- WHAT YOU ARE ASKED TO DO -
Reproduce the entire listing word for word.

- RECORDS SUPPLIED -
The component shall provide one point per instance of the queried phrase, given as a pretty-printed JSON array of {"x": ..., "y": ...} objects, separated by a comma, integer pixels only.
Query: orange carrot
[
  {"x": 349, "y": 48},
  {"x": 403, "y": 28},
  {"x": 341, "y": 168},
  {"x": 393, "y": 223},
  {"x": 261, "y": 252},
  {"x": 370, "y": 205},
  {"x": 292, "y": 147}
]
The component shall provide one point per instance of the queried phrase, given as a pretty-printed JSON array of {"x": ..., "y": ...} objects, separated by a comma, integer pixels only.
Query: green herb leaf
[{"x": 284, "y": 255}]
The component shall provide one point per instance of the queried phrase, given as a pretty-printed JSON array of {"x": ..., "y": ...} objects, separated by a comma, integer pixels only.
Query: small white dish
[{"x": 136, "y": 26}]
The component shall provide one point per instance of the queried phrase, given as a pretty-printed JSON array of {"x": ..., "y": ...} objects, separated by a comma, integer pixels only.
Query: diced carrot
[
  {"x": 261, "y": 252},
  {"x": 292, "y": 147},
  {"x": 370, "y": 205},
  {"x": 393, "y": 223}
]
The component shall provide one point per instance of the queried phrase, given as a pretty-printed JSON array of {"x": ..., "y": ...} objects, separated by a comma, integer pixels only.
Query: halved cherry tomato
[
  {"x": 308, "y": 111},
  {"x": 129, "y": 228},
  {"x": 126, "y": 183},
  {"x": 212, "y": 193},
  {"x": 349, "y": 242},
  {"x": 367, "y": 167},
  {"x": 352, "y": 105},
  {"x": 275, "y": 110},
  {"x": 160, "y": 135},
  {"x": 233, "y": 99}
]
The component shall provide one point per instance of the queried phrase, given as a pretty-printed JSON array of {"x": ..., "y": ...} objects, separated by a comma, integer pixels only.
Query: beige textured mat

- FULL SOLUTION -
The component shall provide one point per instance of the queried phrase, given as a pretty-printed JSON array of {"x": ..., "y": ...} objects, separated by a comma, integer pixels only.
Query: orange carrot
[
  {"x": 349, "y": 48},
  {"x": 403, "y": 28},
  {"x": 341, "y": 168},
  {"x": 393, "y": 223},
  {"x": 261, "y": 252},
  {"x": 370, "y": 205},
  {"x": 292, "y": 147}
]
The component shall provide one point per instance of the queried phrase, given as a pretty-printed JSON array of {"x": ..., "y": ...} objects, separated by a comma, integer pixels only.
Query: green herb leaf
[{"x": 284, "y": 255}]
The component shall provide one point per instance of the queried phrase, given as a pretty-printed JSON array of {"x": ..., "y": ...} objects, separated by a comma, integer pixels only.
Query: small white dish
[{"x": 136, "y": 26}]
The component shall provide one point per instance of the queried phrase, given as a pretty-printed JSON array of {"x": ..., "y": ...} objects, separated by a comma, integer pixels only.
Query: diced carrot
[
  {"x": 261, "y": 252},
  {"x": 292, "y": 147},
  {"x": 370, "y": 205},
  {"x": 393, "y": 223}
]
The component shall provide one point per instance of the queried phrase, given as a pretty-printed JSON array of {"x": ..., "y": ...} objects, separated by a comma, integer pixels only.
Query: halved cherry tomato
[
  {"x": 308, "y": 111},
  {"x": 129, "y": 228},
  {"x": 126, "y": 183},
  {"x": 212, "y": 193},
  {"x": 349, "y": 242},
  {"x": 367, "y": 167},
  {"x": 352, "y": 105},
  {"x": 275, "y": 110},
  {"x": 160, "y": 135},
  {"x": 233, "y": 99}
]
The component shall provide one point per instance of the queried phrase, given as a pretty-printed JSON array of {"x": ..., "y": ...} objects, separated by a comma, integer pixels only.
Query: beige textured mat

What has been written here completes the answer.